* Problem description *
Please write out every line of the listing below, unchanged and in the same order.

* Information provided *

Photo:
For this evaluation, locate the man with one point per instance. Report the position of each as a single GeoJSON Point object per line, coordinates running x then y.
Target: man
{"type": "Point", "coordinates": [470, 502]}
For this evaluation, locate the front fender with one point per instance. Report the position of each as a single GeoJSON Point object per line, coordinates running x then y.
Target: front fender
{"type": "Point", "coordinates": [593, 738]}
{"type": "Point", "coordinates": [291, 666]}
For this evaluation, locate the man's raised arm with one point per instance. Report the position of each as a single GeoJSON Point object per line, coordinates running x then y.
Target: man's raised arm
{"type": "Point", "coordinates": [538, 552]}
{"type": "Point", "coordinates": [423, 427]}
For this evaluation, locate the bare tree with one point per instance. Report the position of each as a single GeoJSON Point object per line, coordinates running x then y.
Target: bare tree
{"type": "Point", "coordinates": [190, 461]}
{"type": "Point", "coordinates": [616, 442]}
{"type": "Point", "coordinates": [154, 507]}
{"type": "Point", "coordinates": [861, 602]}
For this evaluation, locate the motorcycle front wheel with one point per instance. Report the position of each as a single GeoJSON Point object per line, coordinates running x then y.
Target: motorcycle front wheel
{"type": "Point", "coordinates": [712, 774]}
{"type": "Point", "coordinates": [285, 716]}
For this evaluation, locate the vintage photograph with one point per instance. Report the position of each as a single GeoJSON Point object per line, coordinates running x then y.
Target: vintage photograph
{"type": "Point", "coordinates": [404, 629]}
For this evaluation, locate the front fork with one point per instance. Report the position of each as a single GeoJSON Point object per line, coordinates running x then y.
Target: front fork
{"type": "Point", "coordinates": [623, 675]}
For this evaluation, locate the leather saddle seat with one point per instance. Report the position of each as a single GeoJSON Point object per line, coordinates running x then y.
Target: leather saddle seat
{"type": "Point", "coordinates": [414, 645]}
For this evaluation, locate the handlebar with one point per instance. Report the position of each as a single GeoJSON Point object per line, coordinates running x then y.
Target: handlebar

* Result for this task *
Photo:
For this evaluation, locate the man with one point per instance. Report the position of each as a single GeoJSON Point object per line, coordinates running x then y.
Target: man
{"type": "Point", "coordinates": [470, 502]}
For this evaluation, locate the front fender with one point per instance. Report the position of each as a single GeoJSON Point object per line, coordinates running x then y.
Target: front fender
{"type": "Point", "coordinates": [593, 738]}
{"type": "Point", "coordinates": [291, 666]}
For this evaluation, locate the man's raised arm with one point per instance. Report the position of each as a single GeoJSON Point object per line, coordinates running x then y.
Target: man's raised arm
{"type": "Point", "coordinates": [538, 552]}
{"type": "Point", "coordinates": [423, 427]}
For this evaluation, locate the bare tree with one point per instance. Report the position of each as a single GeoJSON Point object per line, coordinates running x then y.
Target: bare tree
{"type": "Point", "coordinates": [190, 461]}
{"type": "Point", "coordinates": [616, 442]}
{"type": "Point", "coordinates": [154, 507]}
{"type": "Point", "coordinates": [861, 602]}
For this evaluation, locate the motorcycle front wheel with one point per instance. Report the position of each as a single GeoJSON Point object per line, coordinates running x then y.
Target: motorcycle front wheel
{"type": "Point", "coordinates": [712, 774]}
{"type": "Point", "coordinates": [285, 716]}
For this evaluation, locate the vintage photograph with one point per instance. Report the position of each as a single GeoJSON Point object per line, coordinates running x then y.
Target: vintage photograph
{"type": "Point", "coordinates": [404, 629]}
For this evaluation, locate the front fork with one point per instance. Report the position of each as a single GeoJSON Point object per line, coordinates running x then y.
Target: front fork
{"type": "Point", "coordinates": [623, 675]}
For this evaluation, locate the leather saddle seat with one point per instance. Report the position of each as a single GeoJSON Point object per line, coordinates running x then y.
Target: leather saddle seat
{"type": "Point", "coordinates": [414, 645]}
For this evaluation, locate the handlebar with one point per instance. Report the position of each as a single GeoJSON Point object per line, coordinates running x then y.
Target: handlebar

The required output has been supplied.